▸ **Text section**
------------------------------
Today in the chart

Seven Strategies to Try When You Butt Heads with Your Collaborating MD

A job in healthcare means navigating challenging relationships. For many APPs, working with a collaborating physician tops the list.

Healthcare settings are packed with complicated relationships, whether they’re between providers and patients or within the care team. One such dynamic that can be uniquely challenging is the collaboration between advanced practice providers and collaborating physicians. Why? Because their responsibilities and work are often shared.

“In some states, MDs need to co-sign your chart, and you need to talk to them about the treatment plan,” explains Andrea Lowe, MHA, PA-C, director of employer strategy at the American Academy of Physician Assistants. “You’re both deciding on meds, what course to take — together, you’re deciding what’s best for the patient.”

If you struggle to form a fast partnership, the nature of the work certainly raises the stakes, but many APPs face this. Here are some tips, based on Lowe’s 20 years of practicing medicine, that yield significant results.

Communicate Early and Often

This is most important, says Lowe, because “everyone has their own practice style. There are different ways to come to a diagnosis or treat a patient that has the same outcome.” (She adds that it’s crucial to communicate with everyone on your care team, not just physicians.)

Whether you’re working with someone for the first time or you’ve butted heads in the past, it’s okay to ask how that person prefers to work together. Perhaps you can offer to see patients with the MD as a duo or to do it alone and report back your findings. You can also go a more general route and simply say, “What’s your style?”

Be Willing To Pivot

Part of working on a healthcare team means dealing with many other people’s opinions, not just MDs’. As an APP, you might work a 12-hour shift, eight of which are with one physician, the rest with another, who may have a different workflow or approach to cases. When that switch happens, be ready to accommodate a new approach.

Ask Why Someone Wants To Do Something a Certain Way

At first, this might seem unnecessarily confrontational. Still, if you don’t understand why the physician has made a specific decision, you should say so while being mindful of how you pose the question.

For example, Lowe has asked, “Can you walk me through why you want to do it this way?” successfully. “I’ve found that I’ve been wrong, and something didn’t occur to me,” she says. “Focus on the why behind the difference of opinion and course of action.”
------------------------------
▸ **Information**
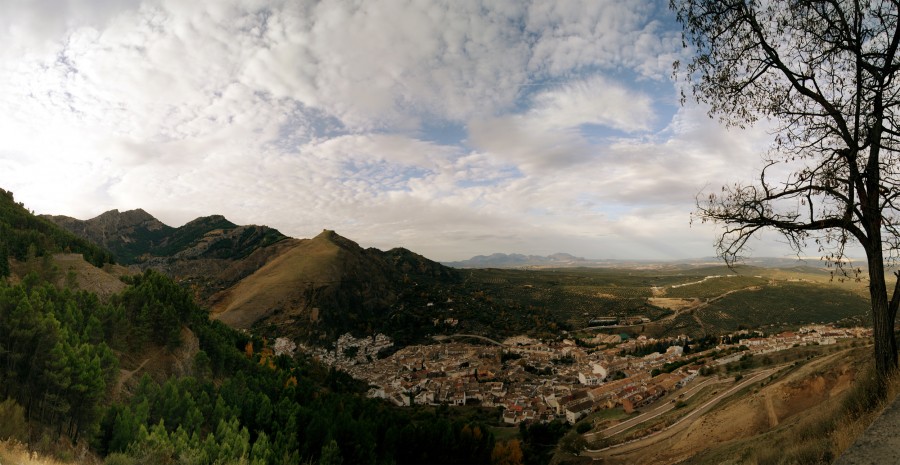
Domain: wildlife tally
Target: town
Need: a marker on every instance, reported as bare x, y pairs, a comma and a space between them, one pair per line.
533, 380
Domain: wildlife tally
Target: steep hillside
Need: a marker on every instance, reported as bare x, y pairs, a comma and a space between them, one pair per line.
325, 285
136, 237
22, 234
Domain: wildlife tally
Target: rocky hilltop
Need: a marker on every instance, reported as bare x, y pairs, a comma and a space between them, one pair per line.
328, 283
255, 277
136, 237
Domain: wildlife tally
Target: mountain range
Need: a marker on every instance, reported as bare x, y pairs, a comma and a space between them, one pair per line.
255, 277
565, 260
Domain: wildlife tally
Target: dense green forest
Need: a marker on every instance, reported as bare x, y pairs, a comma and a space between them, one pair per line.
22, 233
62, 351
58, 360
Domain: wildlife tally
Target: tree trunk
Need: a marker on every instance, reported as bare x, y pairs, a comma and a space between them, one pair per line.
882, 320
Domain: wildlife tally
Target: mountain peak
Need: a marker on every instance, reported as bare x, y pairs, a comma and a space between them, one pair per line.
328, 235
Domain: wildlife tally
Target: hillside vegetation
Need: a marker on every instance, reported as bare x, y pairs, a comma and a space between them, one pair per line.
137, 237
23, 235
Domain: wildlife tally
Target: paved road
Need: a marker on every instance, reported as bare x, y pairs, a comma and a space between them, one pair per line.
682, 423
659, 409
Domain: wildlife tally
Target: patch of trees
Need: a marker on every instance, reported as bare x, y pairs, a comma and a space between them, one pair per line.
58, 361
21, 230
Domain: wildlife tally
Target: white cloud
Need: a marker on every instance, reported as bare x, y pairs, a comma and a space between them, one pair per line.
319, 114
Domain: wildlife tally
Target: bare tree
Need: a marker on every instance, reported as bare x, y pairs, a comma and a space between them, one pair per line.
826, 73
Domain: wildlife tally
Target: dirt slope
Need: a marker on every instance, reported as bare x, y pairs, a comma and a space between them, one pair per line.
304, 281
782, 402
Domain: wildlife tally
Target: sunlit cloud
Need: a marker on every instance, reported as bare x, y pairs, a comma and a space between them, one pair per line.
452, 128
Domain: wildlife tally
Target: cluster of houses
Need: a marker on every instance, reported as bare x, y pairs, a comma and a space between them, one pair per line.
539, 381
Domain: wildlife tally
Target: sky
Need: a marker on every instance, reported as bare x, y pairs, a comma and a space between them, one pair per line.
450, 127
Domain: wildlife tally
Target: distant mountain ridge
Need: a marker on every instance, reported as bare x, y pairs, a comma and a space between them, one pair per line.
565, 260
135, 236
502, 260
255, 277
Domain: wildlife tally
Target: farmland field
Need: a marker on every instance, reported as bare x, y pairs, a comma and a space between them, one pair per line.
688, 300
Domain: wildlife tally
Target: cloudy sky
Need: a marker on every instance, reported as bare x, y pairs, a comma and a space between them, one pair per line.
450, 127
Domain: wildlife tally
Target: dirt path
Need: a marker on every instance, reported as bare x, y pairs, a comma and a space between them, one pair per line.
770, 411
706, 303
620, 451
125, 375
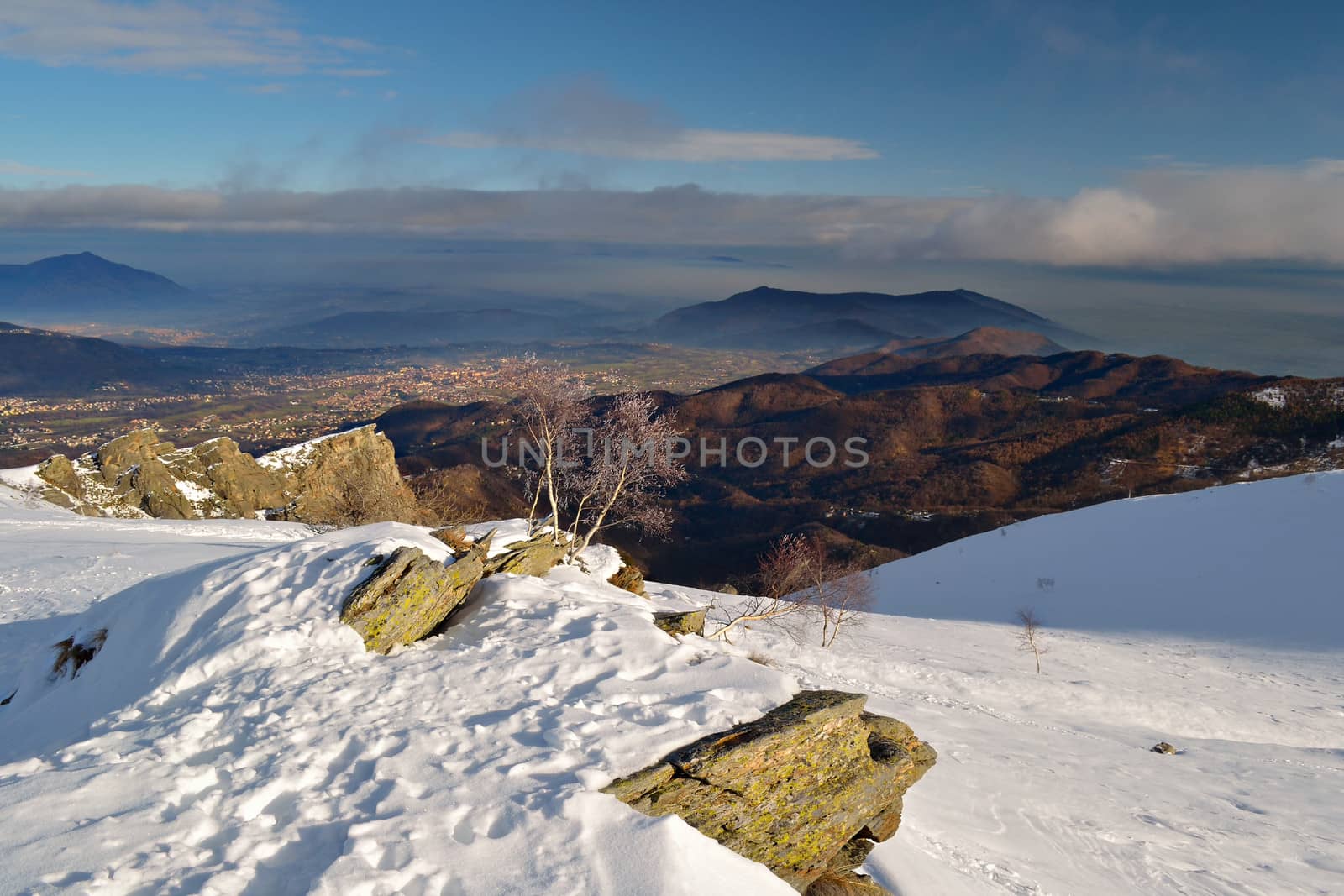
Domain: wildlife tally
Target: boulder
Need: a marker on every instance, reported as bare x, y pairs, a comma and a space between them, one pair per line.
806, 790
344, 479
687, 622
347, 479
409, 595
528, 558
629, 578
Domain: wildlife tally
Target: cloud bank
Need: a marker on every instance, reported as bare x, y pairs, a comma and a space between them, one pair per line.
1159, 217
172, 36
589, 117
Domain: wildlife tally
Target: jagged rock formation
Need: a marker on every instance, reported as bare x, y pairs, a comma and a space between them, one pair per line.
806, 790
629, 578
409, 595
336, 479
675, 624
528, 558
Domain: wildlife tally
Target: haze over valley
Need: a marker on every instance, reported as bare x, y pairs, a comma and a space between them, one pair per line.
667, 450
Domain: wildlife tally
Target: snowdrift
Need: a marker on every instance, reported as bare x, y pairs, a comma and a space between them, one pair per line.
1256, 562
233, 736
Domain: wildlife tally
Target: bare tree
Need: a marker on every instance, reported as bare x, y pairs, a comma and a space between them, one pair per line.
354, 497
551, 403
441, 500
783, 597
624, 473
31, 493
1028, 640
844, 593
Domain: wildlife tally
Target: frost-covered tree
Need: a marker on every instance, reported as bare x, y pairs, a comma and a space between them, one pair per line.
551, 403
1028, 638
622, 477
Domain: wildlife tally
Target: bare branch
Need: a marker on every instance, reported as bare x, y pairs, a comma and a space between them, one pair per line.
1028, 640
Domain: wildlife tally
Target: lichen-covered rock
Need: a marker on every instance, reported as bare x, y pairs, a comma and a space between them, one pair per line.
804, 790
138, 474
675, 624
629, 578
528, 558
409, 595
347, 479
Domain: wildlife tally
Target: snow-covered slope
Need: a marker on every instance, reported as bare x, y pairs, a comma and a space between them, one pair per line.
1260, 562
233, 738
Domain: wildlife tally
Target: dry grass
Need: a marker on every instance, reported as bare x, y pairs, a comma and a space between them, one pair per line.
71, 656
454, 537
844, 883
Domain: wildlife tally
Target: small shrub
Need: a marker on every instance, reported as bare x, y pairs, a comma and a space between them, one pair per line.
454, 537
73, 656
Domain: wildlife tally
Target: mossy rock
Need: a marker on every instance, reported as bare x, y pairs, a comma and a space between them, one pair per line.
409, 595
528, 558
804, 790
679, 624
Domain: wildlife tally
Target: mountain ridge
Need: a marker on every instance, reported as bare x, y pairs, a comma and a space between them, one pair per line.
764, 317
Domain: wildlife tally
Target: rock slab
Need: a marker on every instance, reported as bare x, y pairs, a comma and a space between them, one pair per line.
409, 595
806, 790
675, 624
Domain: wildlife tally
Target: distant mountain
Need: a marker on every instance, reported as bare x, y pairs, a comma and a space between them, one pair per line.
956, 445
1156, 380
429, 328
37, 362
983, 340
45, 363
84, 286
770, 318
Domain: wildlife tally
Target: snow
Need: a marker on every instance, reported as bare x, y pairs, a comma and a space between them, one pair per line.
199, 496
234, 738
1272, 396
299, 454
24, 477
1256, 562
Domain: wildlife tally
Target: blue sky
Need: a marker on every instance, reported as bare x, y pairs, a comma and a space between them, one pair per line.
965, 100
1168, 174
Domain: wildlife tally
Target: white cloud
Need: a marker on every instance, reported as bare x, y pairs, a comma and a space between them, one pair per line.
691, 144
586, 116
170, 35
1159, 217
20, 170
356, 73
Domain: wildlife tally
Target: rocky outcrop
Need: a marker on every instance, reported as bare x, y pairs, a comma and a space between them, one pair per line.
346, 479
409, 595
675, 624
328, 479
528, 558
806, 790
629, 578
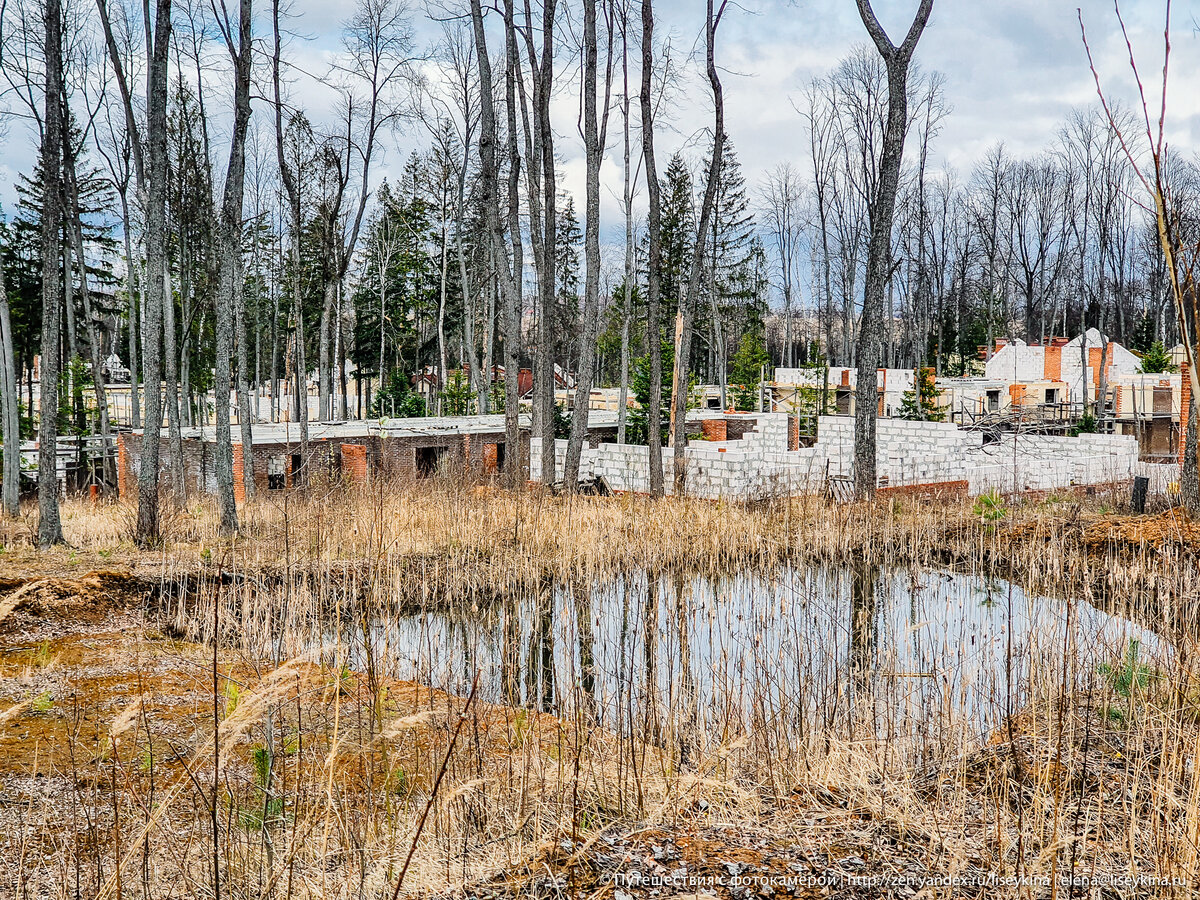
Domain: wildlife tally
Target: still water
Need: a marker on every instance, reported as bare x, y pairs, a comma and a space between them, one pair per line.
807, 645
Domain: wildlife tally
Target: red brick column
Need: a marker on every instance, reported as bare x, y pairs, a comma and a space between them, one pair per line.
1185, 408
714, 430
123, 462
354, 462
239, 483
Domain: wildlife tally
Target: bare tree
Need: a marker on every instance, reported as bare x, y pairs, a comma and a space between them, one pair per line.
291, 174
489, 177
149, 154
879, 259
231, 303
10, 413
783, 197
712, 181
595, 130
1180, 249
49, 527
654, 255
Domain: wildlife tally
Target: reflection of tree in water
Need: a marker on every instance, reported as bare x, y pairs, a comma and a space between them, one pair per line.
864, 580
687, 702
510, 664
582, 601
540, 672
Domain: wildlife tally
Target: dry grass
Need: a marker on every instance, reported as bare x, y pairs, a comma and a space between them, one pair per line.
322, 767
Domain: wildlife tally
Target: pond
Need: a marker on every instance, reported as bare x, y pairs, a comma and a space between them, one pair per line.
802, 647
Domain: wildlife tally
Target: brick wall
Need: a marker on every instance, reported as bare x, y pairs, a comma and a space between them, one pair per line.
1185, 408
239, 481
354, 462
121, 467
714, 430
1053, 371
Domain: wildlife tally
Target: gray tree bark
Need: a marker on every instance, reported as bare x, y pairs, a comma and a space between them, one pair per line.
879, 255
229, 300
10, 412
683, 351
292, 189
595, 127
628, 197
489, 175
49, 527
75, 229
654, 261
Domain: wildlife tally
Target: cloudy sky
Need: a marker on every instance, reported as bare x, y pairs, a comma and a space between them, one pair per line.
1013, 70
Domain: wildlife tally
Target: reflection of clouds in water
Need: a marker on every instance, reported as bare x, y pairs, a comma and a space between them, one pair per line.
935, 649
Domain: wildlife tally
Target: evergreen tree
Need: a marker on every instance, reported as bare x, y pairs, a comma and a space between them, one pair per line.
1157, 360
567, 293
922, 402
678, 235
747, 369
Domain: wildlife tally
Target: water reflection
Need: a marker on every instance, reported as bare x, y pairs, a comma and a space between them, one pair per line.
683, 659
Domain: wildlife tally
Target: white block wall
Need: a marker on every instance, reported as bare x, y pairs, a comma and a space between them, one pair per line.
909, 453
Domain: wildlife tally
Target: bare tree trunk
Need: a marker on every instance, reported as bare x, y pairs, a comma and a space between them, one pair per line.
879, 253
292, 189
443, 293
135, 330
509, 279
654, 262
595, 127
628, 197
231, 298
10, 413
75, 227
683, 351
171, 355
49, 527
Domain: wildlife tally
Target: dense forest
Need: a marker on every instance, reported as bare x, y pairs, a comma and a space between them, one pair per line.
192, 221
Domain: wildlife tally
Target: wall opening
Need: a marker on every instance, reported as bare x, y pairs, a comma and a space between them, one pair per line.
427, 459
276, 480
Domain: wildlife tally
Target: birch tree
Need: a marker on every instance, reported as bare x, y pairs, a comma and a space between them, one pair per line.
879, 258
49, 527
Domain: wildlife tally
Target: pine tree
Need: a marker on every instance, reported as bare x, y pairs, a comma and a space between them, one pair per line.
567, 294
747, 369
922, 402
678, 235
1157, 360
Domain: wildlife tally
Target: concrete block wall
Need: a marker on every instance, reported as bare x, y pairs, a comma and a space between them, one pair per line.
910, 453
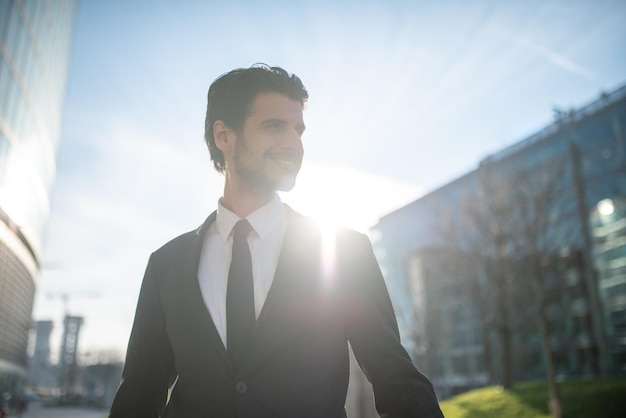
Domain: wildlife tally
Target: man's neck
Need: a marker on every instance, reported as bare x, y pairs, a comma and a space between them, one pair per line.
242, 204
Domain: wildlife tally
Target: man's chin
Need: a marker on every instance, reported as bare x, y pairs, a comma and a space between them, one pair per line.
286, 183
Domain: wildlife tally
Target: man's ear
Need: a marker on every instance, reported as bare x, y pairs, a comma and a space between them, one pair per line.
224, 136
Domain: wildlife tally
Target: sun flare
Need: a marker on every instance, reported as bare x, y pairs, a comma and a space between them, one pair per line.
341, 197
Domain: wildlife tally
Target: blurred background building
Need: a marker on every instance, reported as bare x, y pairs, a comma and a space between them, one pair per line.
35, 43
532, 241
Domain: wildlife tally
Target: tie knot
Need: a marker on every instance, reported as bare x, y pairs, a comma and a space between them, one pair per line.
242, 229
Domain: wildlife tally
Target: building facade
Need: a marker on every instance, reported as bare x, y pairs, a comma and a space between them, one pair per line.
530, 241
35, 40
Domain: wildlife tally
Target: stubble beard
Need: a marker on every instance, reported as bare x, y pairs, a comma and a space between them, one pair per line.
253, 178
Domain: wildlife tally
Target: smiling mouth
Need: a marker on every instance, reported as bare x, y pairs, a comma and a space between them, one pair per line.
291, 160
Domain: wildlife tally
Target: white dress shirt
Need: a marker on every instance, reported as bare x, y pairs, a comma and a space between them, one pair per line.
265, 241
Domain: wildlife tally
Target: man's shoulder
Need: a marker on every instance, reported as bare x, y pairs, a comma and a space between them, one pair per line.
184, 242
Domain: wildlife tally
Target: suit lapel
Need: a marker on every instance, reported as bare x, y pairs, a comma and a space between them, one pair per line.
297, 260
198, 307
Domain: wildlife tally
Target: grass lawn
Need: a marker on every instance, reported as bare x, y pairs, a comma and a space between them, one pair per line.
------------------------------
▸ **Task list**
[A] State whether each of these statements agrees with the article on collaborating physicians, answering yes or no and quoting the exact words of the article that decide it: (i) Lowe calls communicating early and often the most important strategy; (ii) MDs must co-sign an APP's chart in every state; (iii) Lowe says asking a physician why has shown her that she was wrong.
[B] Carry on the article on collaborating physicians from the point where it stops.
The material has no connection to the article on collaborating physicians.

▸ **Answer section**
[A]
(i) Yes: "This is most important, says Lowe"
(ii) No: "In some states, MDs need to co-sign your chart"
(iii) Yes: "I’ve found that I’ve been wrong, and something didn’t occur to me"

[B]
Drop Your Ego

When you don’t agree with the physician’s reasoning, it’s best to “agree to disagree,” Lowe says. “Arguing won’t get you anywhere.”

If you have a particularly challenging interaction, consider pulling the individual aside and saying something non-confrontational. A direct comment like, “Is there something you’d like to discuss?” can work wonders.

Remember, the Patient Comes First

When you have difficulty letting go of a situation, remind yourself of your responsibility to the patient. “In medicine, it’s not about being right all the time because that will lead to mistakes,” Lowe stresses. “You do what’s best for the patient.”

Focus on the Positives

“I’ve had some colleagues come to me and say, ‘Doctor So-And-So has a very strong personality,’” Lowe recalls. “But I’d point out to them that his patients love him. You must see beyond that and understand that he wants what’s best for the patient.”

Reframing the dynamic can help you refocus on patient care because, at the end of the day, as Lowe explains, “you’re both there to do a job.”

Stay Confident in Yourself — And Your Profession

You’ve likely heard criticisms of APPs’ increasing practice authority, whether they’re online or at your workplace. Lowe stresses that you shouldn’t concentrate on the negativity but use it to educate others about the role of APPs.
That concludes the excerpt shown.